* [Tasks for this exercise]
a: According to the text on JCKM in Nile tilapia diets, what is the only toxic substance in JCKM?
b: Reproduce the passage of the text on JCKM in Nile tilapia diets from "The overall growth" up to and including "combination of them.".

Although the growth performance and feed utilization efficiency of the fish fed the above three diets were not significantly vary, substantially higher growth performance with better feed utilization efficiency were observed on the fish fed heat treated control diet compared to heat untreated control diet and 10% heat treated JCKM (Figure 1). This implies that heat treatment can increase the palatability of feed and availability of nutrients and thus, increase the growth performance of the fish fed those diets. Similar observation was reported earlier in Nile tilapia [24], in common carp [11,25] in pig [17]. The present results also confirmed the earlier work of Azzaza et al. [7] who reported that moist heat treatment can reduce the percentage of some heat liable anti-nutritional factors such as trypsin inhibitors and total phenols. The authors also stated that the level of these substances can be further reduced when the diet is treated by both 4% NaOH plus moist heat treatment. Goel et al. [26] also stated that the level of phorbol-ester, the only toxic substance in JCKM, can reduce by simple heat treatment followed by chemical treatments [26].

In general, the present results revealed that the lowest feed utilization efficiency of fish fed higher proportion of dietary JCKM leads to decrease the growth performance. The reason might be due to higher level of anti-nutrimental factors that could reduce nitrogen and lipid content through faeces [15]. The authors also stated that higher antinutritional factors and toxic substances reduce the metabolic activities of the fish which in turn reduce the growth performance. Moreover, higher concentration of the anti-nutritional factors reduces the digestibility of protein in the diets [11,27]. In addition, dietary JCKM at higher proportion (above 10% JCKM) with simple heat treatment reduces the availability of dietary protein of the feed and consequently reduces the performance of Nile tilapia. However, inclusion of dietary JCKM up to 10% JCKM increases the performance and survival rate of the fish.

Conclusion

The overall growth performance, feed utilization efficiency and survival rate of fish fed with dietary inclusion up to 10% of heat treated JCKM and the control diets were similar. Thus, inclusion of dietary JCKM at lower level (up to 10% JCKM) with simple heat treatment can be a good dietary protein source for juvenile Nile tilapia. Therefore, JCKM is one of a promising feed ingredient in the future to replace the most important and limited protein sources such as fish meal, fish oil and soybean meal with simple detoxification methods. The percentage of dietary inclusion of JCKM can increase by applying different detoxification methods such as chemical treatment and biological treatments or combination of them.

Acknowledgement

The research was financially supported by NORAD project, Hawassa University. The authors would like to thank to Dr. Andargachew Gedebo for his contribution towards facilitating of the financial aspect. The authors also acknowledge to Engineer Eshetu Desalegn for his willingness to provide the JCKM from his bio-diesel factory.

* [Dataset content]
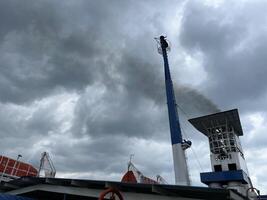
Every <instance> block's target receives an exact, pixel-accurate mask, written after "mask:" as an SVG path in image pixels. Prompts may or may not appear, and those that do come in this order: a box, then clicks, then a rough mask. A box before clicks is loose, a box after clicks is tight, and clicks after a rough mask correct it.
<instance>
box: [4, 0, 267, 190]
mask: <svg viewBox="0 0 267 200" xmlns="http://www.w3.org/2000/svg"><path fill="white" fill-rule="evenodd" d="M266 6H267V2H266V1H263V0H262V1H257V0H255V1H241V0H240V1H236V0H228V1H223V0H218V1H211V0H210V1H208V0H206V1H197V0H195V1H194V0H188V1H182V0H170V1H159V0H156V1H155V0H147V1H133V0H128V1H124V0H114V1H104V0H98V1H89V0H68V1H60V0H56V1H55V0H44V1H41V0H38V1H36V0H26V1H21V0H1V1H0V127H1V128H0V135H1V140H0V152H1V153H2V154H4V155H8V156H11V157H14V158H16V156H17V155H18V154H22V155H23V157H22V160H23V161H26V162H30V163H32V164H33V165H35V166H38V164H39V159H40V154H41V152H43V151H48V152H49V153H50V155H51V157H52V159H53V161H54V164H55V166H56V168H57V176H58V177H72V178H88V179H102V180H116V181H120V179H121V177H122V175H123V173H124V172H125V171H126V169H127V162H128V160H129V156H130V154H134V158H133V162H134V163H135V165H136V166H137V167H138V168H139V169H140V170H141V171H142V172H143V173H144V174H145V175H147V176H150V177H155V176H156V175H157V174H161V175H162V176H163V177H164V178H165V179H166V180H167V181H168V182H169V183H174V172H173V165H172V154H171V146H170V136H169V127H168V115H167V109H166V99H165V91H164V77H163V75H164V73H163V62H162V58H161V56H160V55H159V54H158V53H157V48H156V42H155V40H154V37H156V36H159V35H161V34H164V35H167V36H168V39H169V41H171V44H172V51H171V52H170V54H169V62H170V66H171V72H172V77H173V81H174V86H175V91H176V97H177V103H178V105H179V107H180V109H179V113H180V118H181V123H182V127H183V134H184V136H185V137H186V138H189V139H191V140H192V142H193V148H192V149H190V150H188V152H187V156H188V161H189V163H188V164H189V168H190V176H191V180H192V183H193V185H201V183H200V180H199V173H200V172H201V171H210V162H209V149H208V143H207V139H206V138H205V137H204V136H203V135H202V134H200V133H198V132H197V131H195V130H194V129H193V128H192V127H191V126H190V125H189V124H188V122H187V119H188V118H191V117H197V116H200V115H204V114H210V113H213V112H216V111H218V110H219V109H220V110H227V109H233V108H238V109H239V113H240V117H241V122H242V125H243V130H244V136H243V137H242V144H243V149H244V151H245V157H246V159H247V164H248V168H249V171H250V176H251V178H252V180H253V183H254V185H255V186H256V187H257V188H259V189H261V191H262V193H267V190H266V185H267V178H266V176H264V175H263V174H265V173H266V172H267V146H266V143H267V137H266V136H264V134H265V132H266V130H267V125H266V124H267V123H266V122H267V111H266V109H267V103H266V102H267V84H266V75H267V66H266V63H267V16H266Z"/></svg>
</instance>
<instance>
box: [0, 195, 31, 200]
mask: <svg viewBox="0 0 267 200" xmlns="http://www.w3.org/2000/svg"><path fill="white" fill-rule="evenodd" d="M0 200H33V199H31V198H28V197H21V196H14V195H9V194H0Z"/></svg>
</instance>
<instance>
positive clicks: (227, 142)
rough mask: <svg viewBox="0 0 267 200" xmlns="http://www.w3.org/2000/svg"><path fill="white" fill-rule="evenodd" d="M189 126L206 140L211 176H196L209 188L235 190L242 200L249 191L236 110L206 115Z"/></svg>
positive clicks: (206, 174)
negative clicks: (210, 162) (228, 189)
mask: <svg viewBox="0 0 267 200" xmlns="http://www.w3.org/2000/svg"><path fill="white" fill-rule="evenodd" d="M189 122H190V123H191V124H192V125H193V126H194V127H195V128H196V129H197V130H199V131H200V132H201V133H203V134H204V135H205V136H207V137H208V139H209V146H210V160H211V167H212V172H205V173H201V174H200V178H201V182H202V183H205V184H207V185H208V186H209V187H213V188H222V187H226V188H229V189H236V190H238V191H239V193H241V194H243V195H244V196H246V193H247V190H248V188H250V187H252V185H251V181H250V178H249V174H248V170H247V166H246V161H245V158H244V153H243V150H242V146H241V143H240V139H239V136H242V135H243V131H242V126H241V123H240V119H239V115H238V110H237V109H234V110H229V111H224V112H219V113H215V114H211V115H206V116H202V117H198V118H194V119H190V120H189Z"/></svg>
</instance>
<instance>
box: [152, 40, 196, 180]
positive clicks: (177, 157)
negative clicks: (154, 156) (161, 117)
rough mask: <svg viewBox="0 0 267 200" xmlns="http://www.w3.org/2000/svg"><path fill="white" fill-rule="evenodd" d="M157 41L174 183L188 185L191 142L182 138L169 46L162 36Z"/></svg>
mask: <svg viewBox="0 0 267 200" xmlns="http://www.w3.org/2000/svg"><path fill="white" fill-rule="evenodd" d="M157 41H158V45H159V46H158V51H159V53H160V54H162V56H163V61H164V73H165V87H166V97H167V105H168V114H169V125H170V133H171V142H172V152H173V163H174V173H175V183H176V184H177V185H190V179H189V173H188V168H187V162H186V157H185V150H186V149H187V148H189V147H190V146H191V142H190V141H187V140H184V139H183V137H182V133H181V127H180V122H179V116H178V111H177V107H176V106H177V104H176V100H175V94H174V90H173V83H172V79H171V73H170V69H169V62H168V55H167V51H169V50H170V46H169V44H168V42H167V41H166V38H165V37H164V36H160V37H159V39H157Z"/></svg>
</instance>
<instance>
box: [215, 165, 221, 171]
mask: <svg viewBox="0 0 267 200" xmlns="http://www.w3.org/2000/svg"><path fill="white" fill-rule="evenodd" d="M214 171H215V172H221V171H222V166H221V165H214Z"/></svg>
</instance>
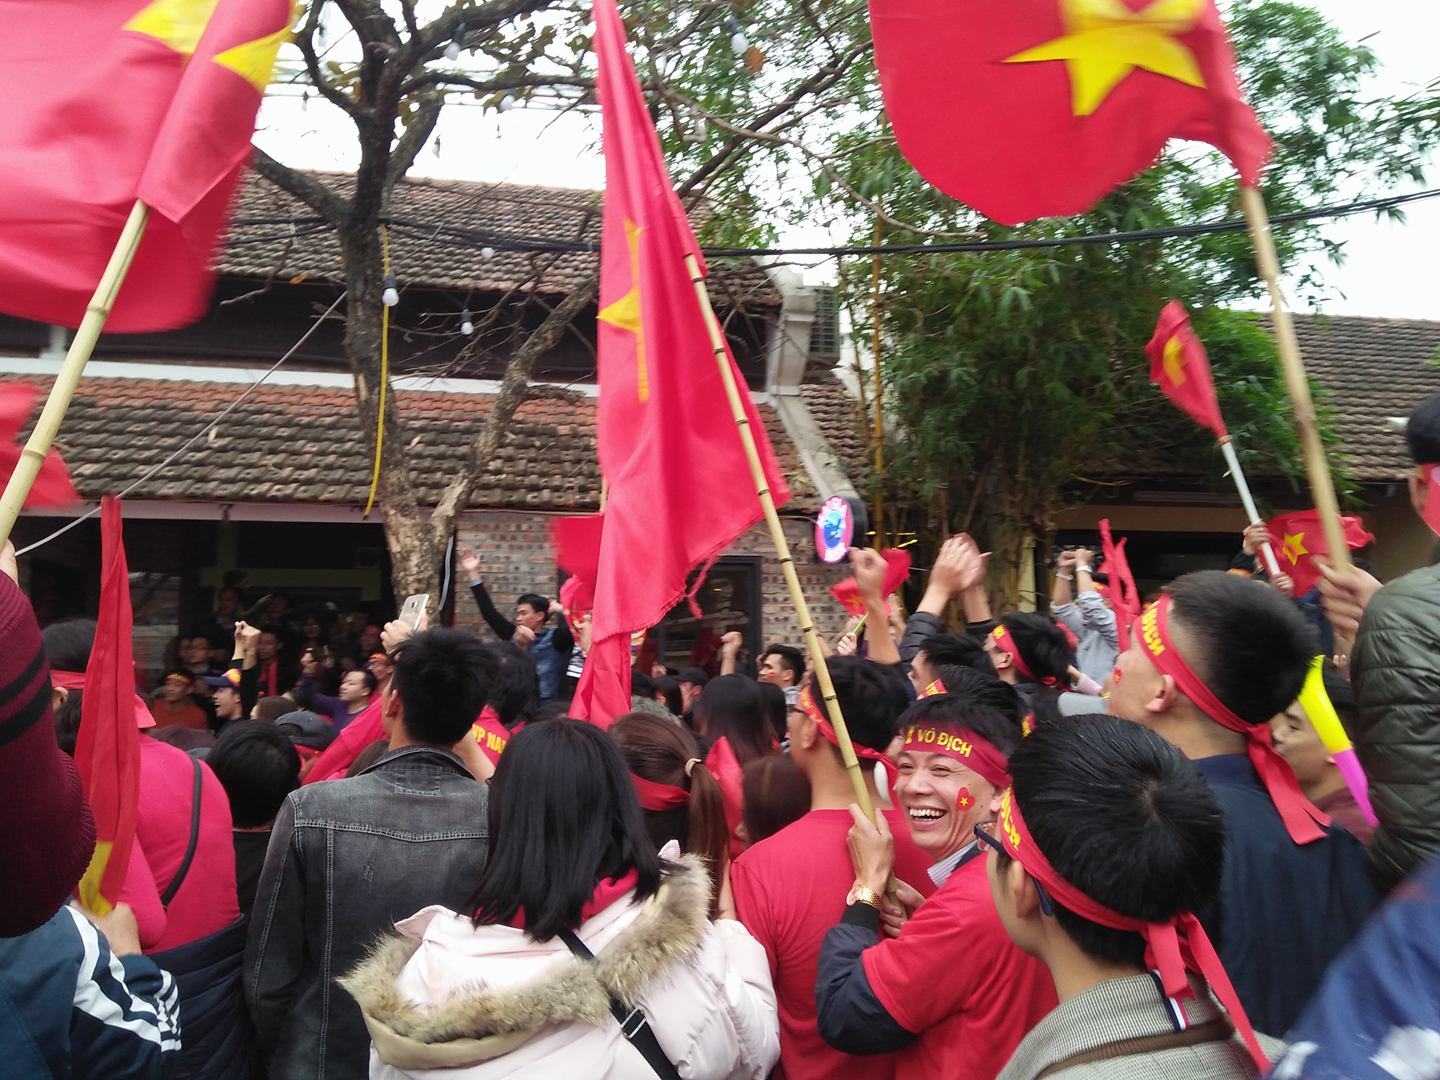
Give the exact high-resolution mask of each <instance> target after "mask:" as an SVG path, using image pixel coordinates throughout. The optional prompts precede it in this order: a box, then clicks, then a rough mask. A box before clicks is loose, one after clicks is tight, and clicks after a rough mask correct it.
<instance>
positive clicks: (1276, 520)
mask: <svg viewBox="0 0 1440 1080" xmlns="http://www.w3.org/2000/svg"><path fill="white" fill-rule="evenodd" d="M1341 527H1342V528H1344V530H1345V546H1346V547H1349V549H1351V550H1352V552H1354V550H1355V549H1358V547H1364V546H1365V544H1372V543H1375V537H1374V534H1372V533H1369V531H1367V528H1365V521H1364V518H1361V517H1358V516H1349V514H1346V516H1344V517H1341ZM1266 530H1267V531H1269V533H1270V546H1272V547H1274V554H1276V559H1279V560H1280V569H1282V570H1283V572H1284V573H1287V575H1290V580H1292V582H1295V595H1296V596H1303V595H1305V593H1308V592H1309V590H1310V589H1313V588H1315V586H1316V585H1318V583H1319V580H1320V567H1319V566H1318V564H1316V563H1315V560H1316V559H1325V557H1328V556H1329V553H1331V547H1329V544H1328V543H1326V541H1325V530H1323V528H1320V516H1319V511H1315V510H1296V511H1295V513H1293V514H1280V516H1279V517H1274V518H1272V520H1270V521H1267V523H1266Z"/></svg>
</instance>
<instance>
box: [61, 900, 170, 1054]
mask: <svg viewBox="0 0 1440 1080" xmlns="http://www.w3.org/2000/svg"><path fill="white" fill-rule="evenodd" d="M65 910H66V912H69V913H71V917H72V919H73V920H75V929H76V930H78V932H79V939H81V945H82V949H84V958H82V960H81V966H79V973H78V976H76V981H75V1002H73V1009H72V1012H71V1047H72V1068H73V1073H75V1076H104V1077H115V1080H121V1079H128V1077H147V1079H148V1077H166V1076H170V1074H173V1073H174V1070H176V1067H177V1064H179V1058H180V1004H179V995H177V992H176V984H174V979H173V978H171V976H170V972H164V971H161V969H160V968H157V966H156V963H154V960H151V959H150V958H148V956H125V958H120V956H115V955H114V953H112V952H111V950H109V946H108V945H107V943H105V937H104V936H102V935H101V933H99V932H98V930H96V929H95V927H94V926H92V924H91V923H89V920H88V919H85V916H82V914H81V913H79V912H75V910H73V909H69V907H66V909H65Z"/></svg>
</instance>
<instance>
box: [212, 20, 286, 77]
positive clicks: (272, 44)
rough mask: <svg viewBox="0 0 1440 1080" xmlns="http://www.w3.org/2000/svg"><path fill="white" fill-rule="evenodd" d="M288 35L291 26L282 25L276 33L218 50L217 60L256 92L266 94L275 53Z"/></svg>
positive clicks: (220, 64)
mask: <svg viewBox="0 0 1440 1080" xmlns="http://www.w3.org/2000/svg"><path fill="white" fill-rule="evenodd" d="M288 36H289V27H288V26H282V27H281V29H278V30H276V32H275V33H268V35H265V36H264V37H256V39H255V40H253V42H242V43H240V45H236V46H233V48H230V49H226V50H225V52H217V53H216V55H215V62H216V63H219V65H220V66H222V68H229V69H230V71H233V72H235V73H236V75H239V76H240V78H242V79H245V81H246V82H248V84H251V85H252V86H253V88H255V89H256V92H259V94H264V92H265V88H266V86H268V85H269V78H271V73H272V72H274V71H275V55H276V53H278V52H279V46H281V45H284V42H285V39H287V37H288Z"/></svg>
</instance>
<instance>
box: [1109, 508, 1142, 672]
mask: <svg viewBox="0 0 1440 1080" xmlns="http://www.w3.org/2000/svg"><path fill="white" fill-rule="evenodd" d="M1126 539H1128V537H1126ZM1100 556H1102V557H1103V559H1104V572H1106V573H1107V575H1110V605H1112V609H1113V611H1115V629H1116V634H1117V635H1119V639H1120V652H1125V649H1128V648H1129V647H1130V624H1133V622H1135V621H1136V619H1138V618H1140V608H1142V605H1140V590H1139V589H1138V588H1136V586H1135V575H1133V573H1130V559H1129V556H1128V554H1126V553H1125V540H1120V543H1115V537H1113V536H1112V534H1110V518H1107V517H1102V518H1100Z"/></svg>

* [Results for each task]
a: Phorbol-ester

b:
The overall growth performance, feed utilization efficiency and survival rate of fish fed with dietary inclusion up to 10% of heat treated JCKM and the control diets were similar. Thus, inclusion of dietary JCKM at lower level (up to 10% JCKM) with simple heat treatment can be a good dietary protein source for juvenile Nile tilapia. Therefore, JCKM is one of a promising feed ingredient in the future to replace the most important and limited protein sources such as fish meal, fish oil and soybean meal with simple detoxification methods. The percentage of dietary inclusion of JCKM can increase by applying different detoxification methods such as chemical treatment and biological treatments or combination of them.